Dataset entries
····················

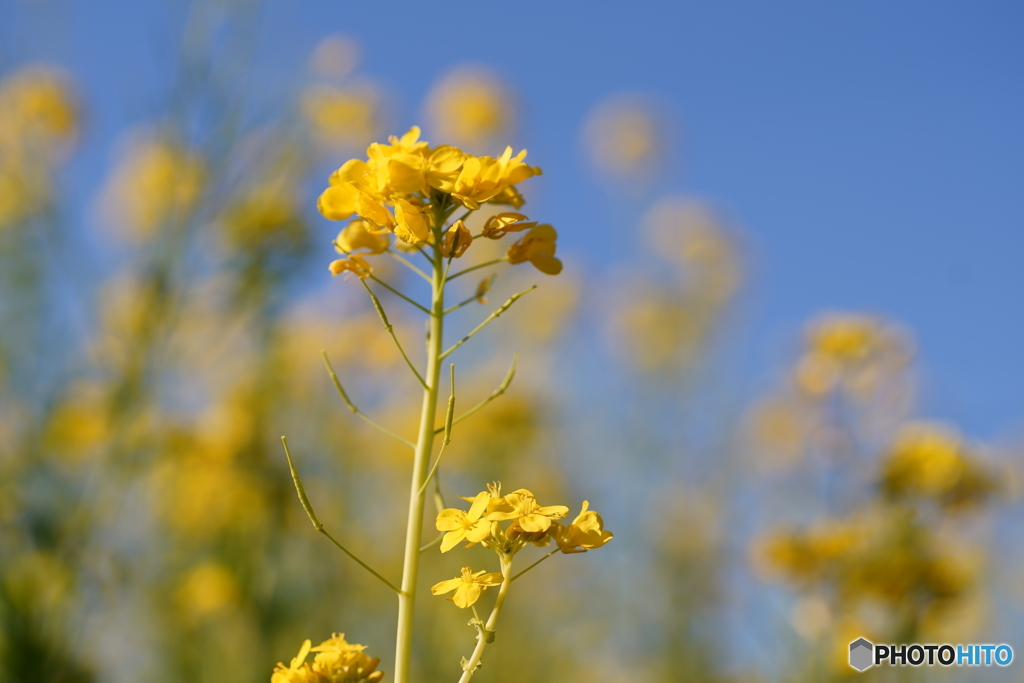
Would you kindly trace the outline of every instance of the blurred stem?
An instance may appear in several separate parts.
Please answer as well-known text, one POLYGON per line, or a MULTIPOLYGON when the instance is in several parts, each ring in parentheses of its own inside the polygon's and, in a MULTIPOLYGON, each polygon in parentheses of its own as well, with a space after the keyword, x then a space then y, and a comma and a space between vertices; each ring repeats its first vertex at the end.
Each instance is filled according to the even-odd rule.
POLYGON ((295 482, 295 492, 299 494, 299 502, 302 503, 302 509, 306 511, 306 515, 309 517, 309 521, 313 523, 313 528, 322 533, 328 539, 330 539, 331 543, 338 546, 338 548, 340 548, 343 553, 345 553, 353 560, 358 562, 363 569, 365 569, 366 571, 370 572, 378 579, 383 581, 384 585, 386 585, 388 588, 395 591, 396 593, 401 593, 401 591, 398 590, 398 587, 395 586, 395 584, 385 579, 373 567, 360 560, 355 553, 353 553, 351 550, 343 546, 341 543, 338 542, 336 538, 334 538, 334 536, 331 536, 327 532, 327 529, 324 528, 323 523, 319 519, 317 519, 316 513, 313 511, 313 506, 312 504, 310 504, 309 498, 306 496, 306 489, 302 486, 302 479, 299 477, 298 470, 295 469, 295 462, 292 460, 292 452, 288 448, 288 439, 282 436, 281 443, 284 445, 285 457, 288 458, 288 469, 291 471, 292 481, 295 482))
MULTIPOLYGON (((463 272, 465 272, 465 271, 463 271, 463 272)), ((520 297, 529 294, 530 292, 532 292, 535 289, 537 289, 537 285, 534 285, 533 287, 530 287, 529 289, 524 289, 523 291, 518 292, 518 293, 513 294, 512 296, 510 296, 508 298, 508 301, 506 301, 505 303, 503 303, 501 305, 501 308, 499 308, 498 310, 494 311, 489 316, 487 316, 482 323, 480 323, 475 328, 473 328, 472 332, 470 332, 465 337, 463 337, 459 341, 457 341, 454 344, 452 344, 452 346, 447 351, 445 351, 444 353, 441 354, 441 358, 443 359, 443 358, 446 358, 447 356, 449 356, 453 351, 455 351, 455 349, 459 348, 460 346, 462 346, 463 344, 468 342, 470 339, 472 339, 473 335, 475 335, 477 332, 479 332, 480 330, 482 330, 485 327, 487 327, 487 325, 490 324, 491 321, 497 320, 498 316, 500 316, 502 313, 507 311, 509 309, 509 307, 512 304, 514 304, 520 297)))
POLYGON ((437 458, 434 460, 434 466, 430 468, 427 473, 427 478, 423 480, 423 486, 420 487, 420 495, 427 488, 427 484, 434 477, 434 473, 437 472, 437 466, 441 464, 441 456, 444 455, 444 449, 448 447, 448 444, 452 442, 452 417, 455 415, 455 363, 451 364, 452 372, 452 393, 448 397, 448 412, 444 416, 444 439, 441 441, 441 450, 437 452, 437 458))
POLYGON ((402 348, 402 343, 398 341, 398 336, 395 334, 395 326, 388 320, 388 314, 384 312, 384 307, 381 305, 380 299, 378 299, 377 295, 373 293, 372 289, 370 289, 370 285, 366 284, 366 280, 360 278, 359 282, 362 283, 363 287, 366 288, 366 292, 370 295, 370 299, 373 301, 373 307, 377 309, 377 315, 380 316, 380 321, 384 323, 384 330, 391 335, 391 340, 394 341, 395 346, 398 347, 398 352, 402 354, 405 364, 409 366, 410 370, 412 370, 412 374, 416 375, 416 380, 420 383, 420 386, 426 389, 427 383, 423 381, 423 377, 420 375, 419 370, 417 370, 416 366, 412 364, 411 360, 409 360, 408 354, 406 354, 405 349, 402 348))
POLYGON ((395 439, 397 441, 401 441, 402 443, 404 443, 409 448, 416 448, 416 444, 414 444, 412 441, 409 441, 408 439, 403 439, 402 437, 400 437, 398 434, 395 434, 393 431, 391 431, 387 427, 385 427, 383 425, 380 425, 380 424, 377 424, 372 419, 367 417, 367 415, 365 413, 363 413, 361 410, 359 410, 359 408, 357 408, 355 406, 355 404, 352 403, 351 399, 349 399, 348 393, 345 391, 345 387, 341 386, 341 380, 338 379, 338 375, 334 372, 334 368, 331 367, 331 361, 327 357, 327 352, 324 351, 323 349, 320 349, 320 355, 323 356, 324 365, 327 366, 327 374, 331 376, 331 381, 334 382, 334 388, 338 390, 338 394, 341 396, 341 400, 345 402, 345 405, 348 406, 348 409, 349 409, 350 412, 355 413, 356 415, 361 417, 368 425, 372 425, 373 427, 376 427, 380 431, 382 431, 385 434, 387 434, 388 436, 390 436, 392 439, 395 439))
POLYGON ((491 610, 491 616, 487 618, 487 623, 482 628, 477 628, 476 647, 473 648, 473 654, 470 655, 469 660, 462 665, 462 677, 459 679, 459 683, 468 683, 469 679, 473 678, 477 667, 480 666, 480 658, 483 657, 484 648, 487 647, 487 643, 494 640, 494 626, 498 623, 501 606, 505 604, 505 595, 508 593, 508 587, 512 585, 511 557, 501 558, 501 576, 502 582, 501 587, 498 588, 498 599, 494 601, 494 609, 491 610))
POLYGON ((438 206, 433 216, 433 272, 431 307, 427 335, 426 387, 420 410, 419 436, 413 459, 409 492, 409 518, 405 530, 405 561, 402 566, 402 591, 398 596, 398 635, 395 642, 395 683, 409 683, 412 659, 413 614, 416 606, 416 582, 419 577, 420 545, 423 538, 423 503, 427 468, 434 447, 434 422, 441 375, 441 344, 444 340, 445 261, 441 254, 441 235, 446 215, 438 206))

····················

# Work task
Pictures stay out; copy every entry above exactly.

# Exercise answer
Would you kindly trace the outline of every instance of the blurred stem?
An instance may appear in several separate parts.
Please answer as well-known text, one POLYGON per line, or a MULTIPOLYGON when the instance is in several parts, each ring in parentheses of its own inside the polygon's and, in a MULTIPOLYGON, each polygon in parentheses of its own as well, with a space after the keyword, x then a space then y, and a comma and a space between vertices; each ring repeats its first vertex at the end.
Each instance is filled according to the even-odd rule.
POLYGON ((295 482, 295 492, 299 494, 299 502, 302 503, 302 509, 306 511, 306 515, 309 517, 309 521, 313 523, 313 528, 322 533, 328 539, 330 539, 331 543, 338 546, 338 548, 340 548, 343 553, 345 553, 353 560, 358 562, 363 569, 365 569, 366 571, 370 572, 378 579, 383 581, 384 585, 386 585, 388 588, 395 591, 396 593, 401 593, 401 591, 398 590, 398 587, 395 586, 395 584, 385 579, 373 567, 360 560, 355 553, 353 553, 351 550, 343 546, 341 543, 338 542, 336 538, 334 538, 334 536, 331 536, 327 532, 327 529, 324 528, 323 523, 319 519, 317 519, 316 513, 313 511, 313 506, 312 504, 310 504, 309 498, 306 496, 306 489, 302 486, 302 479, 299 477, 298 470, 295 469, 295 462, 292 460, 292 452, 288 448, 288 439, 282 436, 281 443, 284 445, 285 457, 288 458, 288 469, 291 471, 292 481, 295 482))
MULTIPOLYGON (((463 272, 465 272, 465 271, 463 271, 463 272)), ((520 297, 529 294, 530 292, 532 292, 535 289, 537 289, 537 285, 534 285, 533 287, 530 287, 529 289, 524 289, 523 291, 518 292, 518 293, 513 294, 512 296, 510 296, 508 298, 508 301, 506 301, 505 303, 503 303, 501 305, 501 308, 499 308, 498 310, 494 311, 489 316, 487 316, 482 323, 480 323, 475 328, 473 328, 472 332, 470 332, 465 337, 463 337, 459 341, 457 341, 454 344, 452 344, 452 346, 447 351, 445 351, 444 353, 441 354, 441 358, 443 359, 443 358, 446 358, 447 356, 449 356, 453 351, 455 351, 455 349, 459 348, 460 346, 462 346, 463 344, 468 342, 470 339, 472 339, 473 335, 475 335, 477 332, 479 332, 480 330, 482 330, 485 327, 487 327, 487 325, 490 324, 491 321, 497 320, 498 316, 500 316, 502 313, 507 311, 509 309, 509 307, 512 304, 514 304, 520 297)))
POLYGON ((437 458, 434 460, 434 466, 430 468, 427 473, 427 478, 423 480, 423 486, 420 487, 420 495, 427 488, 427 484, 434 477, 434 473, 437 472, 437 466, 441 464, 441 456, 444 455, 444 449, 448 447, 448 444, 452 442, 452 417, 455 415, 455 363, 451 364, 452 372, 452 393, 448 397, 448 412, 444 416, 444 439, 441 441, 441 450, 437 452, 437 458))
POLYGON ((402 348, 402 343, 398 341, 398 336, 395 334, 395 326, 388 320, 388 314, 384 312, 384 307, 381 305, 380 299, 378 299, 377 295, 373 293, 372 289, 370 289, 370 285, 366 284, 366 280, 360 278, 359 282, 362 283, 363 287, 366 288, 366 292, 370 295, 370 299, 373 301, 373 307, 377 309, 377 315, 380 316, 380 321, 384 323, 384 330, 391 335, 391 340, 394 341, 395 346, 398 347, 398 352, 402 354, 405 364, 409 366, 410 370, 412 370, 412 374, 416 375, 416 380, 420 383, 420 386, 426 389, 427 383, 423 381, 423 377, 420 375, 419 370, 417 370, 416 366, 412 364, 411 360, 409 360, 408 354, 406 354, 405 349, 402 348))
POLYGON ((395 439, 397 441, 401 441, 402 443, 404 443, 409 448, 416 448, 416 444, 414 444, 412 441, 409 441, 408 439, 403 439, 402 437, 400 437, 398 434, 395 434, 393 431, 391 431, 387 427, 385 427, 383 425, 380 425, 380 424, 377 424, 372 419, 367 417, 367 415, 365 413, 363 413, 361 410, 359 410, 359 408, 357 408, 355 406, 355 404, 352 403, 351 399, 349 399, 348 393, 345 391, 345 387, 341 386, 341 380, 338 379, 338 375, 334 372, 334 368, 331 367, 331 361, 327 357, 327 352, 324 351, 323 349, 320 349, 320 355, 323 356, 324 365, 327 366, 327 374, 331 376, 331 381, 334 382, 334 388, 338 390, 338 394, 341 396, 341 400, 345 402, 345 405, 348 406, 348 409, 349 409, 350 412, 355 413, 356 415, 361 417, 368 425, 372 425, 373 427, 376 427, 380 431, 382 431, 385 434, 387 434, 388 436, 390 436, 392 439, 395 439))
POLYGON ((491 610, 491 616, 487 618, 487 623, 482 628, 477 628, 476 647, 473 648, 473 654, 470 655, 469 660, 462 665, 462 677, 459 679, 459 683, 468 683, 469 679, 473 678, 477 667, 480 666, 480 658, 483 657, 484 648, 487 647, 487 643, 494 640, 494 626, 498 623, 501 606, 505 604, 505 595, 508 593, 508 587, 512 585, 511 557, 501 558, 501 576, 502 582, 501 587, 498 588, 498 599, 494 601, 494 609, 491 610))
POLYGON ((438 206, 433 216, 433 272, 431 307, 427 335, 426 387, 420 410, 419 436, 413 459, 409 492, 409 518, 405 530, 405 561, 402 566, 402 591, 398 596, 398 635, 395 642, 395 683, 409 683, 412 659, 413 614, 416 606, 416 582, 419 577, 420 545, 423 538, 423 503, 427 468, 434 447, 434 422, 441 375, 441 344, 444 340, 445 261, 441 254, 441 235, 446 215, 438 206))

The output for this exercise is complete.